Reproduce the data below word for word, leaving out the pictures.

• Data section:
Start

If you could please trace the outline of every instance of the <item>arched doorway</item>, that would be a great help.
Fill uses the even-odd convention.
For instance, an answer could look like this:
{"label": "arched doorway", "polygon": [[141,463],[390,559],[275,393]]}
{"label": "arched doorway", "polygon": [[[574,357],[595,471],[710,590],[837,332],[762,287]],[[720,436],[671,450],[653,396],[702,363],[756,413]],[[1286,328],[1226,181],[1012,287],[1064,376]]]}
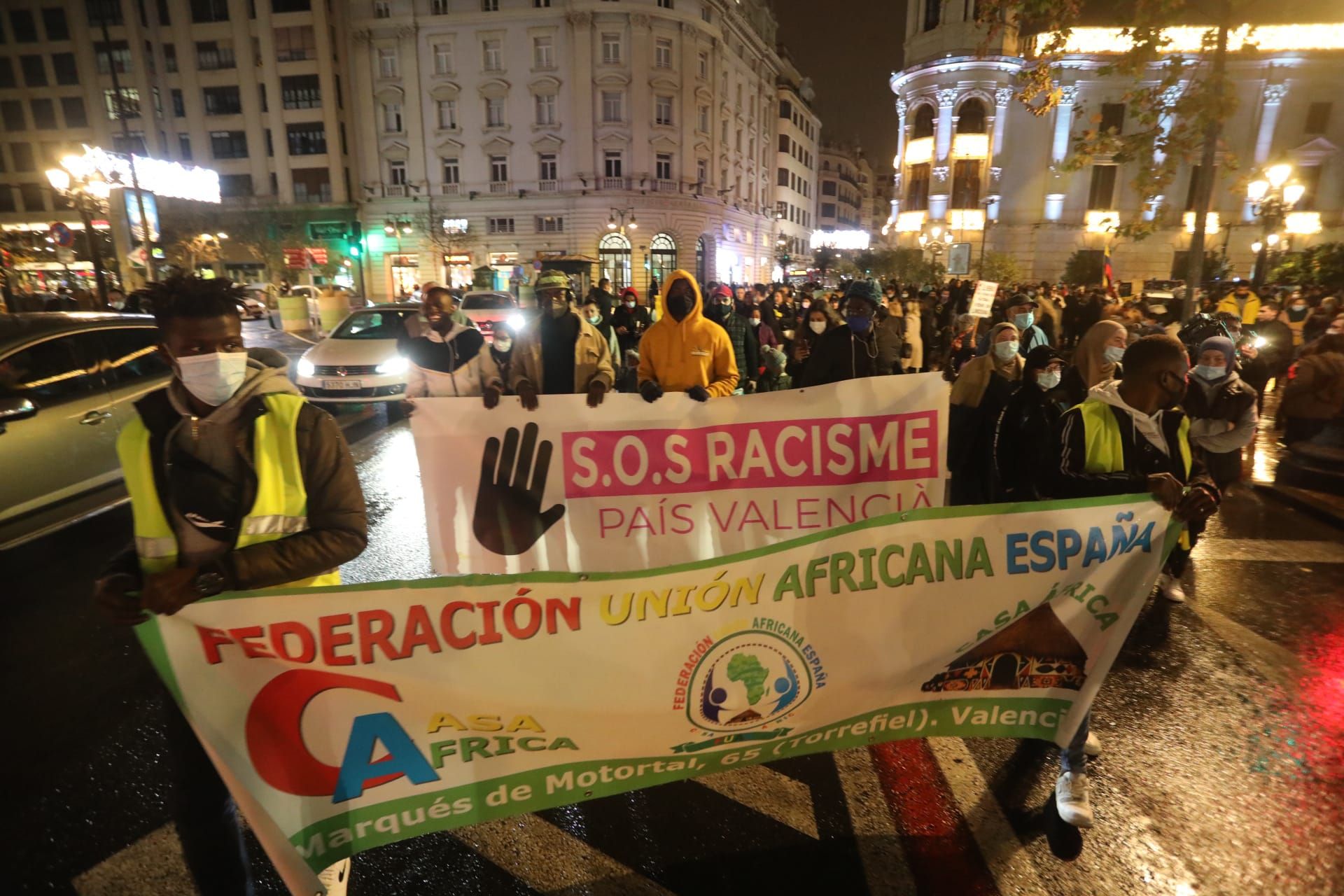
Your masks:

End

• Answer for this exercise:
If you could please trace the outline of every instance of the <item>arched doorway</item>, that would be a great help.
Fill uses the even-odd convention.
For instance, an answer could look like this:
{"label": "arched doorway", "polygon": [[141,463],[390,559],[275,393]]}
{"label": "arched doorway", "polygon": [[[574,357],[595,471],[710,590],[837,332],[762,287]],[[720,436],[671,450],[653,396],[702,363],[756,413]],[[1286,328],[1226,181],[1012,287],[1064,376]]]}
Your masks:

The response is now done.